(Excerpts of bounding box data)
====================

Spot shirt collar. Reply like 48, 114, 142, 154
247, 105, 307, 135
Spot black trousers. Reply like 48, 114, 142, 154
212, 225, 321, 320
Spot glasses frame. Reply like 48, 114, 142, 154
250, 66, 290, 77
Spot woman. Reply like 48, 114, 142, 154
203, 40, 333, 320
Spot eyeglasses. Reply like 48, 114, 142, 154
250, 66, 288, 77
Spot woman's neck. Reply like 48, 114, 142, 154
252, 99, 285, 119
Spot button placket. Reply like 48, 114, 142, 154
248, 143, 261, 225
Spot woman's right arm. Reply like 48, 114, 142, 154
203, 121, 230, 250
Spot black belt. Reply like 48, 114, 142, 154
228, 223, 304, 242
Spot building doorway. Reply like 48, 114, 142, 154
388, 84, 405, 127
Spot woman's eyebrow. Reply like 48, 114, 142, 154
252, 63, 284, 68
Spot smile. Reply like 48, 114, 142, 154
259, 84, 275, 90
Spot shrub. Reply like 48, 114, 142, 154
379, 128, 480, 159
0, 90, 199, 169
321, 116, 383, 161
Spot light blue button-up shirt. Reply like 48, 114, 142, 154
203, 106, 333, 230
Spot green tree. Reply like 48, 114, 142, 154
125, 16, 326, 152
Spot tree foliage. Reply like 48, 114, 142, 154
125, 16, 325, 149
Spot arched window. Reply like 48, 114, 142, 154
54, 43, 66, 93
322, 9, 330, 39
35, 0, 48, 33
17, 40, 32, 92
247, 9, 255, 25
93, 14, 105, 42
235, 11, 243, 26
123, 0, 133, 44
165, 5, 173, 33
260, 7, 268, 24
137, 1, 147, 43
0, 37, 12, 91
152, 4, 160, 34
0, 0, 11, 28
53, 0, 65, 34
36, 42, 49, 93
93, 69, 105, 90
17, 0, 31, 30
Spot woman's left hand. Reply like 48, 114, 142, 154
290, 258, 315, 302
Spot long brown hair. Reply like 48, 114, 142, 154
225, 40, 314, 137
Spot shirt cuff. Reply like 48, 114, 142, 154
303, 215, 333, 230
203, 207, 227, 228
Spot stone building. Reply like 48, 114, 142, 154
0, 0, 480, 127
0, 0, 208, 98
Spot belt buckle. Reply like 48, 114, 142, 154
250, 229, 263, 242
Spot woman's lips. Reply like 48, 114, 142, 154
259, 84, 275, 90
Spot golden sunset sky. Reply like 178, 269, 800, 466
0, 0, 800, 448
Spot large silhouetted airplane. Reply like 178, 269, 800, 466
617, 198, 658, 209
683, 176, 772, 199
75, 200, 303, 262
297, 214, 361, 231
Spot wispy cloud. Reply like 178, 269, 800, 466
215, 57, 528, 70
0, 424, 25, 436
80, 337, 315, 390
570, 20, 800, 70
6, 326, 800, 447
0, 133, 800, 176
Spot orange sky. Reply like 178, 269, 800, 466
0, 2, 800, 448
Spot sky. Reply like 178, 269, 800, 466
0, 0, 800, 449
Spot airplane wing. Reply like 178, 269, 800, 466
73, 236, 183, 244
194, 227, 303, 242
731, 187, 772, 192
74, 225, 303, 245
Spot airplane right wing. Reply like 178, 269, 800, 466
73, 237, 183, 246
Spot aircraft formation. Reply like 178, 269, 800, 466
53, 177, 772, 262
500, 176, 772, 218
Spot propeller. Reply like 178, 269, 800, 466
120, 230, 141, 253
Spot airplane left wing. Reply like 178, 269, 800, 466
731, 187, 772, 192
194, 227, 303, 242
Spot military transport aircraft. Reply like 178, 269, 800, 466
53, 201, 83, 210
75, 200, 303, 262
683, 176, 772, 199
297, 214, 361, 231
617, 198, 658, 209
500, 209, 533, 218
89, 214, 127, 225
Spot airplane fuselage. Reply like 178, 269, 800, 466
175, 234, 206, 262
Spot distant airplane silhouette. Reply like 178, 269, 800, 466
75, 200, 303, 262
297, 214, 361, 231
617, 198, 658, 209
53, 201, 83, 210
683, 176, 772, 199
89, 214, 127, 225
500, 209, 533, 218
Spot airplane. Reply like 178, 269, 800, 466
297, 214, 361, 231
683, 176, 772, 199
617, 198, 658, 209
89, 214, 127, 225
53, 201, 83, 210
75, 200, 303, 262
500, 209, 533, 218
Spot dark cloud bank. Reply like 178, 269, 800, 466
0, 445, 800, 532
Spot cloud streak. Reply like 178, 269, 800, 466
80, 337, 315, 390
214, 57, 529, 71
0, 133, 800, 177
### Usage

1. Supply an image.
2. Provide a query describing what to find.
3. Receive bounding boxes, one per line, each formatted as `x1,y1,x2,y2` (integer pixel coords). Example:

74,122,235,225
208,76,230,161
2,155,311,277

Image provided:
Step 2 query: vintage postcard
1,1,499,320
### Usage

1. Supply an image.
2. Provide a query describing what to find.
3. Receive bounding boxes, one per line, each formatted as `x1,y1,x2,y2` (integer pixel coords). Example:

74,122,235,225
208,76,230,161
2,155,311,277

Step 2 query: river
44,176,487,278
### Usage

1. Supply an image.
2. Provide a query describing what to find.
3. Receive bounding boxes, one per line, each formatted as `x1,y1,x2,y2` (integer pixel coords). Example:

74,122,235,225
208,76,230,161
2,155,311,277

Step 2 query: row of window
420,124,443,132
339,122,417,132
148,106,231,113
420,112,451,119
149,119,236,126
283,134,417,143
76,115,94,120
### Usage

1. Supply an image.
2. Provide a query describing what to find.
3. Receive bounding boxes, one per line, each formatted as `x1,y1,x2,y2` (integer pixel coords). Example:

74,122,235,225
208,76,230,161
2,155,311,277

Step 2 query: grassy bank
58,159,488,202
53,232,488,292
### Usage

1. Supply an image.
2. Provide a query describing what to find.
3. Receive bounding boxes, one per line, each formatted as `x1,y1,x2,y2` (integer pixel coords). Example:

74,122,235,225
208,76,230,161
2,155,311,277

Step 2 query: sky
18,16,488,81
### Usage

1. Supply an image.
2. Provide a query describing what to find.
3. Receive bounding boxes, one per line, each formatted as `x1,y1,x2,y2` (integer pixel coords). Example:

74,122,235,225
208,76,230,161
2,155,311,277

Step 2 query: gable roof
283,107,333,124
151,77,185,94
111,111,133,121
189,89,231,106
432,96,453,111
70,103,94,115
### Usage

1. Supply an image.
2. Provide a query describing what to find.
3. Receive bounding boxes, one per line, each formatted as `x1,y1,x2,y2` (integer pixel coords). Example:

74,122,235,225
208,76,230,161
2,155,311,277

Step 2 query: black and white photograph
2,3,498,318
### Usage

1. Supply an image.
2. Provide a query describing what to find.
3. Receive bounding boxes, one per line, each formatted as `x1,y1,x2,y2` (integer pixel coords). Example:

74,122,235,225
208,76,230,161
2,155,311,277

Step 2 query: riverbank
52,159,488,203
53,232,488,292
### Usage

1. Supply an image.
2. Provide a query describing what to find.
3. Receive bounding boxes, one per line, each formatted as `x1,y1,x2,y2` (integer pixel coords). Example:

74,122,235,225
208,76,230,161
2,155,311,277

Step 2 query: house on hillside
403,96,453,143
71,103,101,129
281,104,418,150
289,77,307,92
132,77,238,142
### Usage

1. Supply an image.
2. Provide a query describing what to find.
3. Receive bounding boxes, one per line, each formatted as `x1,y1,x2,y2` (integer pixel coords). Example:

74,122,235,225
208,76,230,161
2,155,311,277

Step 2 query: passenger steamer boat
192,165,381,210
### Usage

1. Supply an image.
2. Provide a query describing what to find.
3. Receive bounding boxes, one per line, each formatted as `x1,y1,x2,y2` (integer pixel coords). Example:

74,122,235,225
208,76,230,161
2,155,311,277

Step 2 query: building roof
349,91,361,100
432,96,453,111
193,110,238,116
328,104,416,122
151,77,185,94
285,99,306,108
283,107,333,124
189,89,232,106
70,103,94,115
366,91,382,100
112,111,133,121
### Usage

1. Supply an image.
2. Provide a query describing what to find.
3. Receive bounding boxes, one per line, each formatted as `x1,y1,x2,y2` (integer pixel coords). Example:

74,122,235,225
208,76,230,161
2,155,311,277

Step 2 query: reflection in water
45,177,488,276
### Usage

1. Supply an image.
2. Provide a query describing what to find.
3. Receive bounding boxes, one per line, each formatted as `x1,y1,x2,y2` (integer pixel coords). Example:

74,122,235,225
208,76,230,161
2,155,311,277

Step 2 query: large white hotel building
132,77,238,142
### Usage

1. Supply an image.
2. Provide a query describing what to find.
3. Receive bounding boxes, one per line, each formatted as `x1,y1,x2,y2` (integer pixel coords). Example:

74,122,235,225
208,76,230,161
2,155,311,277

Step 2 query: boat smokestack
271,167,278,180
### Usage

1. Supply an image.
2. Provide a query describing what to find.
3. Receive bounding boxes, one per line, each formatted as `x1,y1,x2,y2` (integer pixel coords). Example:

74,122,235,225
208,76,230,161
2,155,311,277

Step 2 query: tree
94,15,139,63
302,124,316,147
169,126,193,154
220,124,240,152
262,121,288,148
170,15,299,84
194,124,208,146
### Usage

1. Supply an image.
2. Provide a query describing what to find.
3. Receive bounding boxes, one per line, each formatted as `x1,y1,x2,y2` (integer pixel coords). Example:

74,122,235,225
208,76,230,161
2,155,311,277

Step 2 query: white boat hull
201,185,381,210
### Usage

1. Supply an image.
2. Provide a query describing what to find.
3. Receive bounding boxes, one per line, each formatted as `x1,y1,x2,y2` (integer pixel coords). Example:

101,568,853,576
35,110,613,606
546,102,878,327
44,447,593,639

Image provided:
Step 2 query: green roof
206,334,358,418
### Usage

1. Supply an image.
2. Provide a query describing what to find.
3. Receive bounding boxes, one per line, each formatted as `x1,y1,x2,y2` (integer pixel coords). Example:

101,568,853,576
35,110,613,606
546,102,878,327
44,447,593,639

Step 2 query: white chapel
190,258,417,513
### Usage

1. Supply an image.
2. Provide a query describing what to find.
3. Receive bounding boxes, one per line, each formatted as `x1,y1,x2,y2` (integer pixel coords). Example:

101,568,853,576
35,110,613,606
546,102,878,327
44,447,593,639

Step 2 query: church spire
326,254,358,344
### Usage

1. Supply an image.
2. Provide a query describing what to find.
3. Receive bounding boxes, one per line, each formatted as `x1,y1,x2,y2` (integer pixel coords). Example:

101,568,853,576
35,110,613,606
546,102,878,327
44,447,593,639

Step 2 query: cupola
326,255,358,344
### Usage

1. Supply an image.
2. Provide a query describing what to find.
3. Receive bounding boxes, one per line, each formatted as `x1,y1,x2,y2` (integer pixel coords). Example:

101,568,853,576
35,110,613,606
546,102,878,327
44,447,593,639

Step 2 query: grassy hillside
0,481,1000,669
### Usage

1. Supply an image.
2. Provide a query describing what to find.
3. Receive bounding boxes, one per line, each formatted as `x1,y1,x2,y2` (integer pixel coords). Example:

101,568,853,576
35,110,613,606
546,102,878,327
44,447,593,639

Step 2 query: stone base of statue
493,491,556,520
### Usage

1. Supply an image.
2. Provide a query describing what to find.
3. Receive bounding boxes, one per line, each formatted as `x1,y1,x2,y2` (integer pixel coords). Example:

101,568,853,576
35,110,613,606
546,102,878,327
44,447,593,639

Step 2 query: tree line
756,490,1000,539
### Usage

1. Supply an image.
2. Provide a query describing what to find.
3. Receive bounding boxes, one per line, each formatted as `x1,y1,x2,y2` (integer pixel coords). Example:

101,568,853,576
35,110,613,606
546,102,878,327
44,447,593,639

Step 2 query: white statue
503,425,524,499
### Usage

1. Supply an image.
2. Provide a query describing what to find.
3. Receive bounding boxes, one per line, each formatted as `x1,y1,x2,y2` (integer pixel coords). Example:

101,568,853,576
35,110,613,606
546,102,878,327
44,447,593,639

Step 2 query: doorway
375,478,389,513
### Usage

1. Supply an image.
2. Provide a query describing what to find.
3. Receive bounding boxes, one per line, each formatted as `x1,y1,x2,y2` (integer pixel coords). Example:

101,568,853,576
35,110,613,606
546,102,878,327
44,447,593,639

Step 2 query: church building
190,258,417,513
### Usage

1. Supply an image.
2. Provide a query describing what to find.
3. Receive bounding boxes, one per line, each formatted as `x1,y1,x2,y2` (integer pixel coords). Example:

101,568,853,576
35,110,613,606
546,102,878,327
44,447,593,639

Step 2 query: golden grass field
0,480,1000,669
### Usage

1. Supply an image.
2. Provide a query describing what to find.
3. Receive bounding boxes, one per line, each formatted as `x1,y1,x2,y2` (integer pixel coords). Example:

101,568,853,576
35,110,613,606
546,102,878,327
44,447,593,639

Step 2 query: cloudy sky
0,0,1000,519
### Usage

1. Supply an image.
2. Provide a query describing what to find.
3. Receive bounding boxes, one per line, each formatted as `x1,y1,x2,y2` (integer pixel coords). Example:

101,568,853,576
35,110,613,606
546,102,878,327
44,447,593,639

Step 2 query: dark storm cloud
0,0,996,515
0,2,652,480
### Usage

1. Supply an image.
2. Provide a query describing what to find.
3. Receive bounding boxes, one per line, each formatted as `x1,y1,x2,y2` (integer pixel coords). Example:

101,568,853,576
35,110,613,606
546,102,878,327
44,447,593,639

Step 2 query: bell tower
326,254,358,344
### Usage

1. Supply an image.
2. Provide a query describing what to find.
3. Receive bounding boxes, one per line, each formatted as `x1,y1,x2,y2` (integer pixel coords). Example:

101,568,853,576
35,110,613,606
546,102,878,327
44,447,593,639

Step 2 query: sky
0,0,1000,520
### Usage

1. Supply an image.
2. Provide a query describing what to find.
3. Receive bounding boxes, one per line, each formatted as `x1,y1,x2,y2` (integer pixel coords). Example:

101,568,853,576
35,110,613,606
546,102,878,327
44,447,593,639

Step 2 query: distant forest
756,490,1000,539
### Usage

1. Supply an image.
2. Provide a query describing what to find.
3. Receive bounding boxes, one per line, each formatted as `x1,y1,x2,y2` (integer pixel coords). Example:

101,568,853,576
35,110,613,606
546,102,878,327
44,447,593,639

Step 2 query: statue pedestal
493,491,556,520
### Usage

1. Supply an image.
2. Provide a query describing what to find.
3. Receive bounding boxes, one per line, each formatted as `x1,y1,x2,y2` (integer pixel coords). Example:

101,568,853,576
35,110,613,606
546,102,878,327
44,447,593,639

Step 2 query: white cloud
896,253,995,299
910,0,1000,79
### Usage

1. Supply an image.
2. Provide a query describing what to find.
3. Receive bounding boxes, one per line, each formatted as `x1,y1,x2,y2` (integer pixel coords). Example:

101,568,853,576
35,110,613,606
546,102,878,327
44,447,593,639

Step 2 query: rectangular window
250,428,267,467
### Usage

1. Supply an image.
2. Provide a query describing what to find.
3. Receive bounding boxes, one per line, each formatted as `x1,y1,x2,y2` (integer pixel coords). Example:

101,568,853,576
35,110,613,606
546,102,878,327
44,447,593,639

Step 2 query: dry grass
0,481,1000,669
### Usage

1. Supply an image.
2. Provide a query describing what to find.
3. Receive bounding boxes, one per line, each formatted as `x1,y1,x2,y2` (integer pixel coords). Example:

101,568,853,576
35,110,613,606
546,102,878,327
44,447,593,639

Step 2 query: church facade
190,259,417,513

====================

Can you rewrite everything from the first item down to the line containing "388, 84, 405, 127", keeping the requests unchanged but scaling each bounding box coordinate in the answers by 1.2 and rounding it to a whole number, with halves rounded up?

(The solution)
Spot shirt collar. Reply like 48, 114, 142, 154
296, 126, 368, 162
Spot black trousers. Reply like 48, 114, 142, 154
254, 270, 385, 384
Spot glasses frame. Reply like 48, 114, 142, 154
300, 79, 348, 92
Spot woman. Reply like 48, 114, 142, 154
244, 48, 400, 384
Spot eyeglasses. Reply like 48, 114, 142, 154
300, 79, 346, 92
Spot woman's neck. Reply like 48, 114, 142, 154
302, 119, 342, 143
Spot button placket. Reply like 48, 114, 142, 154
298, 172, 313, 270
Spot woman's right arm. Reply like 48, 114, 142, 154
244, 145, 276, 300
Spot black belt. Reply like 48, 114, 142, 154
274, 268, 365, 290
Spot building doorway. Reply like 48, 114, 142, 154
466, 101, 486, 152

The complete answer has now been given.